Objective: Copy out the material below word for word, keeping every line as it is.

Data for the task:
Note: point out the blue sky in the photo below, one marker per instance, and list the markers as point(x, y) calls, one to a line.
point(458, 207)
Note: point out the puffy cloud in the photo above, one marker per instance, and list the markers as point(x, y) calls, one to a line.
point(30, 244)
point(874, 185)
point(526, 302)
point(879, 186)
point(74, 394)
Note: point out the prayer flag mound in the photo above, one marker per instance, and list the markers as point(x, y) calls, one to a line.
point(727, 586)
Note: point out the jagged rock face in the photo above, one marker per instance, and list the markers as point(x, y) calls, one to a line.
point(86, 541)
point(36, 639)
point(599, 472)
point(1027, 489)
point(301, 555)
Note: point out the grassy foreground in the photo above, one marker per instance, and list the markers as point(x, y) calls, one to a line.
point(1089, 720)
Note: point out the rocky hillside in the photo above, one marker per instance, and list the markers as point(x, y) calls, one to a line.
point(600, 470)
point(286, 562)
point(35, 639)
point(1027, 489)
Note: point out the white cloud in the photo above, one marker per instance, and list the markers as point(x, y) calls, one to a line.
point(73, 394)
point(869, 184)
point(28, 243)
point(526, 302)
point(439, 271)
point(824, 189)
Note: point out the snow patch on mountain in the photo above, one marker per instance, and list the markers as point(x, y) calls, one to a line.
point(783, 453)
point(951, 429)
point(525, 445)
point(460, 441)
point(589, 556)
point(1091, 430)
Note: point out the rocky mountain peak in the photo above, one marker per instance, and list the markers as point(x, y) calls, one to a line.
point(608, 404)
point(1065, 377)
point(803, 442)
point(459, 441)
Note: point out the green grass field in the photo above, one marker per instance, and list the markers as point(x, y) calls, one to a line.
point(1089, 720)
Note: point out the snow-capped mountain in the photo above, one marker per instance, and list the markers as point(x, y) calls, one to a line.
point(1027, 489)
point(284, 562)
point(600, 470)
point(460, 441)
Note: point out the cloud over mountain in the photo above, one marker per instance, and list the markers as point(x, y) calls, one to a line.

Written solution:
Note: point out the blue sky in the photo below, one marker per instance, and list the markers as point(x, y) calls, one to a line.
point(458, 207)
Note: point out the puffy cloud in the photo above, one marker per instance, and list the markers as point(x, y) calls, one to a line.
point(30, 244)
point(874, 185)
point(526, 302)
point(879, 186)
point(74, 394)
Note: point out the prayer flag mound in the photo above, one marker per instance, and list the markers as point(x, y) calls, one to a line.
point(727, 586)
Note: point out the jagged rock face in the photo above, one marker per instance, and list the markers as point(x, y) calls, one to a line.
point(86, 541)
point(36, 639)
point(599, 472)
point(1027, 489)
point(301, 555)
Note: point out the grassy foreground in the photo above, one marker per instance, and list the markers as point(x, y) calls, one to a line.
point(1089, 720)
Note: point out the rocky hillside in the photo above, one marker per instance, and list the markers as point(x, y) calls, one to a line.
point(600, 470)
point(286, 562)
point(35, 639)
point(1027, 489)
Note: point out the white cloud in the photo above, one marker per instance, and list the markers as point(x, y) calls, one to a line.
point(73, 394)
point(869, 184)
point(28, 243)
point(526, 302)
point(439, 271)
point(824, 189)
Note: point out the snow patch on mountain in the photo above, one marker per instance, and list the markers as point(x, y) calls, one to a line.
point(783, 453)
point(951, 429)
point(525, 445)
point(460, 441)
point(589, 556)
point(1091, 430)
Note: point out the rocky mountain peak in the photo above, one marker per instance, and list the markers as point(x, y) calls, one to a line.
point(608, 404)
point(1065, 377)
point(803, 442)
point(459, 441)
Note: point out the green grass field in the photo above, one marker per instance, and list the markers as point(x, y) calls, one to a line.
point(1089, 720)
Note: point out the snow-capped mountain in the photo above, one marker per instance, and list the markers as point(x, y) calls, one to a line.
point(1027, 489)
point(284, 562)
point(600, 470)
point(460, 441)
Note: point out the cloud over mountain in the photo above, one marker per instance, and list the markers as point(x, y) calls, one to a line.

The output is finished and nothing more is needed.